*INFORMATION SUPPLIED*
○ ○ ○ ○ ○
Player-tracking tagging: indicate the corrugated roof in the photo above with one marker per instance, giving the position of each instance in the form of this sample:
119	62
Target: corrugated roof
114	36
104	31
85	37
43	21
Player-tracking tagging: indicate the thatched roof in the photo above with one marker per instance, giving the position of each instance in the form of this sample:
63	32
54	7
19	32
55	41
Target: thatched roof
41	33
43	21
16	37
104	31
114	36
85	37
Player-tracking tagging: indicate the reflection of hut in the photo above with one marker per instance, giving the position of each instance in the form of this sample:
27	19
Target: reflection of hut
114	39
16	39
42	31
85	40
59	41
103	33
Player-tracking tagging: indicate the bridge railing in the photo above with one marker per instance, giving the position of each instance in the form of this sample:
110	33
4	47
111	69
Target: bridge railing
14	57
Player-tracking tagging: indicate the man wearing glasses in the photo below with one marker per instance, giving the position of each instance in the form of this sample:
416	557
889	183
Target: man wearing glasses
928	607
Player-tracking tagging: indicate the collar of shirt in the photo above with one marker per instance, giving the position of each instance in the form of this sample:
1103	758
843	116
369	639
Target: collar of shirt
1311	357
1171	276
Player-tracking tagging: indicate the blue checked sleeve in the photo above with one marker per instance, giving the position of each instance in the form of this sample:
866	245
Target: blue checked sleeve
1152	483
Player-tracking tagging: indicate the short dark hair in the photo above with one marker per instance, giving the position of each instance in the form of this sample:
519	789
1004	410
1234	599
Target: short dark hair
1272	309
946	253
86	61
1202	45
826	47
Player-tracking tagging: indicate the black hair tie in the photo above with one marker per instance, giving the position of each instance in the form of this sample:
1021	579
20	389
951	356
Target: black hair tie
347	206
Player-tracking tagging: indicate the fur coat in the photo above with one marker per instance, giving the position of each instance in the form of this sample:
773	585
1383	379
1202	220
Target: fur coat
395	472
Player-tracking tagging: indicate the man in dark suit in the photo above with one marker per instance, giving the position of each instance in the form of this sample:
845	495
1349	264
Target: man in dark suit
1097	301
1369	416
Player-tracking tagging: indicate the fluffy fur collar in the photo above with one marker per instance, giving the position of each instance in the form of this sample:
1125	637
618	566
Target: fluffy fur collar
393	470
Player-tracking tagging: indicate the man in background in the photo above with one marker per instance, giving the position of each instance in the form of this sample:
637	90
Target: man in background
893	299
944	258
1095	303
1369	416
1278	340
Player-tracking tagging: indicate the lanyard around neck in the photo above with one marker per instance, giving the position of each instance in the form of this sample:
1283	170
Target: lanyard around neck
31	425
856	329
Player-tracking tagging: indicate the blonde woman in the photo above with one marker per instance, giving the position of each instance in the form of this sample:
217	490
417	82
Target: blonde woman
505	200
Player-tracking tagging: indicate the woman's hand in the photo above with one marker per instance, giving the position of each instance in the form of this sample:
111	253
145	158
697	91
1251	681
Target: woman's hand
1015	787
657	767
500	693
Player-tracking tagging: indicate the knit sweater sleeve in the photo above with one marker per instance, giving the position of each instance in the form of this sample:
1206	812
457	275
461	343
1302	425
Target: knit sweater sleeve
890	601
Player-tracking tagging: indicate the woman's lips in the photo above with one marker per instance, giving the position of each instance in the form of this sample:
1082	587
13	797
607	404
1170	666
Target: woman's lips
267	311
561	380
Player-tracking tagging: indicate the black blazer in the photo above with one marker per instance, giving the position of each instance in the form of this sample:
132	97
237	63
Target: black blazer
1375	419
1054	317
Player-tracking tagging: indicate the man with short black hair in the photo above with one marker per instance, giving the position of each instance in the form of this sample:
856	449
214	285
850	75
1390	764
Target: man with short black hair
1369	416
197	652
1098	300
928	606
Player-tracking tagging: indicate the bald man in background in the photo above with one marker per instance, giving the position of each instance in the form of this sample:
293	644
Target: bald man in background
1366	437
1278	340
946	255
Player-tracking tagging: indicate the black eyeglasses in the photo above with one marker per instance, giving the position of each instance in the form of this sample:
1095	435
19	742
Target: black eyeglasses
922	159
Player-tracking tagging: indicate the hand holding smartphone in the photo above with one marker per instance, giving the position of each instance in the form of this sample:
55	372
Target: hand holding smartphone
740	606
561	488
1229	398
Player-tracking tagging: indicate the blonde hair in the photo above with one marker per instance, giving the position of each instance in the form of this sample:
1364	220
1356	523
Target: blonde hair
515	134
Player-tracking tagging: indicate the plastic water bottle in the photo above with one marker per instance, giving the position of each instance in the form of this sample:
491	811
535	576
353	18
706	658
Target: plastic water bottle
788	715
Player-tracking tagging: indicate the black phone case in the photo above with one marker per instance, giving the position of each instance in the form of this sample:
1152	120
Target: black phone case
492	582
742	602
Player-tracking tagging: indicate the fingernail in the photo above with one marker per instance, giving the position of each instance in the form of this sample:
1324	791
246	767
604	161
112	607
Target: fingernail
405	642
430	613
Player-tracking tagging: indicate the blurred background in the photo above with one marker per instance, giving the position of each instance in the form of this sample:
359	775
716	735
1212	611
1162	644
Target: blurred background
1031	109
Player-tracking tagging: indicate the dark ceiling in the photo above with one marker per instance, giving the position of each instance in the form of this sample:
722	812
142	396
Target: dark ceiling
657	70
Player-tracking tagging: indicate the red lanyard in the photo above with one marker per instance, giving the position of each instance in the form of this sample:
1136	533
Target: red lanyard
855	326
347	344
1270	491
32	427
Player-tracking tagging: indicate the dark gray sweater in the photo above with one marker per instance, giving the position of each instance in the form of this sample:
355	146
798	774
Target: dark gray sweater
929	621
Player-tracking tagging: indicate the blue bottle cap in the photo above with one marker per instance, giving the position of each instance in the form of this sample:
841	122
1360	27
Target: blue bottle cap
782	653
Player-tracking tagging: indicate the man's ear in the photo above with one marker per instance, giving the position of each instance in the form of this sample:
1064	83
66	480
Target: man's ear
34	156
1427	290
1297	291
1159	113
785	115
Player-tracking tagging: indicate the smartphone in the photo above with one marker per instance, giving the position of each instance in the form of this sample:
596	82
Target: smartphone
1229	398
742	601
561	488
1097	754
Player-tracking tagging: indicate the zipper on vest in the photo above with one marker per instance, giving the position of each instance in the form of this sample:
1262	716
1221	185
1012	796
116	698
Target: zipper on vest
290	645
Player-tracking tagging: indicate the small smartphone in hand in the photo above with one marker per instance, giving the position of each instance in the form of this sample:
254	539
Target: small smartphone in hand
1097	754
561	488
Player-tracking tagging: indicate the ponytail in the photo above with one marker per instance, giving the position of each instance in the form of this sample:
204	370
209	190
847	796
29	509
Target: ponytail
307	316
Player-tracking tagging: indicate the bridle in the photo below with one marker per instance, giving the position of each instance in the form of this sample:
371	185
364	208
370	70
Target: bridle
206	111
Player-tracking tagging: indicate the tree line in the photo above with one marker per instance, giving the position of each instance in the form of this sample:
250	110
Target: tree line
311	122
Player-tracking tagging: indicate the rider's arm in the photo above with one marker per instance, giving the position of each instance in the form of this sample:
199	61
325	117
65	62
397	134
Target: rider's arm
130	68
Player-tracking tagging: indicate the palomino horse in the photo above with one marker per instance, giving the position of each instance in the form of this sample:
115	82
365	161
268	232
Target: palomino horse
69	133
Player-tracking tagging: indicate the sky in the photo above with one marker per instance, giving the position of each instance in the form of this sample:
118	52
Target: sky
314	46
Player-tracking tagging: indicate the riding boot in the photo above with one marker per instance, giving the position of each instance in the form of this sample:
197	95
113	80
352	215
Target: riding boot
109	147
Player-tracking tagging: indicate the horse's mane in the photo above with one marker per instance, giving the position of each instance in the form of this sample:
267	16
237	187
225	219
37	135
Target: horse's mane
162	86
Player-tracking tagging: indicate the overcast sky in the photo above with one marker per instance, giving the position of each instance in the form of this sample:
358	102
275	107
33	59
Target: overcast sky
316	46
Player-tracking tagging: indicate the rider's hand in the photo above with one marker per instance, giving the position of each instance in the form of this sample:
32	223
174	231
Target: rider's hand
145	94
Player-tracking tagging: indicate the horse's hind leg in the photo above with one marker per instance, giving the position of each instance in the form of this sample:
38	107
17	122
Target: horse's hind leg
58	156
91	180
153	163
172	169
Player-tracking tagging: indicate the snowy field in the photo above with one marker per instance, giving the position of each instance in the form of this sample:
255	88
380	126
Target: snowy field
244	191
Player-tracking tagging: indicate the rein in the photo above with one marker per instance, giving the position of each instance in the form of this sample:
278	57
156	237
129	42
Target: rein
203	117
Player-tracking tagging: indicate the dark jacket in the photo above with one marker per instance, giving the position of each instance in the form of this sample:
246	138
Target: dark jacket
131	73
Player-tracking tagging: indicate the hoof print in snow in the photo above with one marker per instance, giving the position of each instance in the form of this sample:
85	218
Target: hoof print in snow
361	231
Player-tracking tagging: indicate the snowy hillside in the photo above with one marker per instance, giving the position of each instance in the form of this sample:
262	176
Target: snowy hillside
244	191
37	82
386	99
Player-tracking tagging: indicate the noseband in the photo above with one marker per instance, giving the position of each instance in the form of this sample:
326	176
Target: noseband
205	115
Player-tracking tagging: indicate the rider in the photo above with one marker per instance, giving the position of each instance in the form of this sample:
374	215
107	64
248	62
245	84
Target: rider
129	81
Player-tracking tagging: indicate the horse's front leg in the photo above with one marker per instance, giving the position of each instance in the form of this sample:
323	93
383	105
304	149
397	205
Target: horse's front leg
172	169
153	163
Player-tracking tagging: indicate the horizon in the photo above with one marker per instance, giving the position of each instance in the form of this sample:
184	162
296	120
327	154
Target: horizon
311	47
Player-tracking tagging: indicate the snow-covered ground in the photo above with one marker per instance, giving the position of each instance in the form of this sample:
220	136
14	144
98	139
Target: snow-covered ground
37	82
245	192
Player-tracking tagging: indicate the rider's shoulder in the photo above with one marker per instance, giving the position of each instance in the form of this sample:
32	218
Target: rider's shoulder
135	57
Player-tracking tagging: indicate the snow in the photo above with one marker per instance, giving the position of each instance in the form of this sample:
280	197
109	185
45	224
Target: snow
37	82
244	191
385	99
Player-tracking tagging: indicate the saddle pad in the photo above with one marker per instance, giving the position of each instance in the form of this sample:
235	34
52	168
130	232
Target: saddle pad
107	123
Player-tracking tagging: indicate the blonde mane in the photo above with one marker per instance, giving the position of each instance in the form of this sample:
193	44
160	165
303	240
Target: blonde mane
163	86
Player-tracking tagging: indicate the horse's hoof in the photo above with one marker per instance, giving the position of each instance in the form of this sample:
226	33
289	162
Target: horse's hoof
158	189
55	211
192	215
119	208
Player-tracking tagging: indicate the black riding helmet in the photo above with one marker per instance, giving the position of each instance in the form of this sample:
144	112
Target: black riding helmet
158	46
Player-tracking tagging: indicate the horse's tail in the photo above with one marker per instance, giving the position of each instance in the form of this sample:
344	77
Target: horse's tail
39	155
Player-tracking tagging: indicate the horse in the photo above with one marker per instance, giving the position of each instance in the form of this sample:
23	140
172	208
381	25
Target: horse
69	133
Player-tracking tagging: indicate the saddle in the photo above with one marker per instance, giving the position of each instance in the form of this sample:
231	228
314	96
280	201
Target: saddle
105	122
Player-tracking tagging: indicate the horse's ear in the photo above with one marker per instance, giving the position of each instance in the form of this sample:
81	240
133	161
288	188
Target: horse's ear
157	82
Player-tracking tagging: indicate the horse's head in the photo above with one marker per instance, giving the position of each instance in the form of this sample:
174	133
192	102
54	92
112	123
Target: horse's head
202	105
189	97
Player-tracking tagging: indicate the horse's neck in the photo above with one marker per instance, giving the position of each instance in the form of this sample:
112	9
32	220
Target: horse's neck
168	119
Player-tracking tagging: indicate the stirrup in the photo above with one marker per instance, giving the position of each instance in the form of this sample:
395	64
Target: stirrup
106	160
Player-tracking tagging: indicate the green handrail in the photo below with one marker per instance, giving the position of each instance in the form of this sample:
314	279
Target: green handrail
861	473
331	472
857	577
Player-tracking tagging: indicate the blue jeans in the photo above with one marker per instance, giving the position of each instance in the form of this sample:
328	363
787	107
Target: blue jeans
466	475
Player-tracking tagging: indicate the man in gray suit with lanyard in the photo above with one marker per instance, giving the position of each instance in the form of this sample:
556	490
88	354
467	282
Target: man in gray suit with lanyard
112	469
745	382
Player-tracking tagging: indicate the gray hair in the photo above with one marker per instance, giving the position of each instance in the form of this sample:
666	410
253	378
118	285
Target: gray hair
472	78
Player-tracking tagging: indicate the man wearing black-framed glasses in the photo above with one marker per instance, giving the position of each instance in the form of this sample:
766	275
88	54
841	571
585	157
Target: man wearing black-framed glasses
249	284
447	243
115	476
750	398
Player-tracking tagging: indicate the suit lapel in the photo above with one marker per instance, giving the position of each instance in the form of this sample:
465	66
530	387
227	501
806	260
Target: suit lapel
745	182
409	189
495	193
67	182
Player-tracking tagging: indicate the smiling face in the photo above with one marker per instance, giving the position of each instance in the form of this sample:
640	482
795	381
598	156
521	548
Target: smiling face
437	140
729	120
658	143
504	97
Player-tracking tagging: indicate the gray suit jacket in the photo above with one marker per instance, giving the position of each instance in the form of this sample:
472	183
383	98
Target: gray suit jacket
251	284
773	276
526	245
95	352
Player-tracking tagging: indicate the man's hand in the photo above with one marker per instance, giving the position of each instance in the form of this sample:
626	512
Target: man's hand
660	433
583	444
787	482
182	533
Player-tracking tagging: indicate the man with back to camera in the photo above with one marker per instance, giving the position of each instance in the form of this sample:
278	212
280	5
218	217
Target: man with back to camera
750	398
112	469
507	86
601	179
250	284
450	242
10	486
○ ○ ○ ○ ○
*WHAT TO WORK ON*
Transcribe the records above exactly, but only from the line that contains "Player-tracking tagging: indicate the man in gray" through their final line, inclusive.

*OUTPUT FOR THIS EXERCISE*
Player-tracking tagging: indicate the man in gray suit with lanyard in the photo above with one marker per instance, giving the position of each instance in the form of this sample:
556	490
88	354
467	282
Target: man in gray suit with lanyard
112	469
745	382
Player-tracking tagging: indicate the gray hair in the photo above with one marker per instance, giving the position of each instance in the form of this sample:
666	410
253	378
118	285
Target: gray hair
472	78
Player-tracking tagging: indicate the man wearing black-framed glasses in the photo above with one marker per instance, giving the position of each instance in the form of this sample:
766	275
88	54
841	571
585	157
Target: man wearing black-framed glasses
249	284
447	243
115	476
750	398
Player-tracking tagging: indicate the suit lapel in the photo above with one marker per instance, giving the position of each instance in the form of this sample:
465	66
530	387
227	501
806	260
Target: suit lapel
745	182
409	189
495	193
67	182
Player-tracking tagging: indicate the smiling face in the photo above with one marker per instance, giving the position of each instance in the form of this sample:
640	482
795	381
598	156
521	548
Target: smiling face
437	140
729	120
658	143
504	97
Player-tracking tagging: indicate the gray suit jacket in the photo above with one marker per instance, giving the position of each instance in the form of this sample:
472	183
383	98
Target: gray suit jacket
251	284
773	276
526	245
95	352
Player-tracking tagging: indicate the man's hand in the photo above with one marker per instance, giving the position of each instance in the form of this sample:
626	512
Target: man's hand
660	433
583	444
787	482
182	533
Player-tracking tagging: indicate the man with back to camera in the photo above with one marker per instance, giving the position of each instance in the form of this sample:
278	212
280	5
218	217
Target: man with back to camera
750	398
112	469
507	86
601	179
250	284
450	242
10	486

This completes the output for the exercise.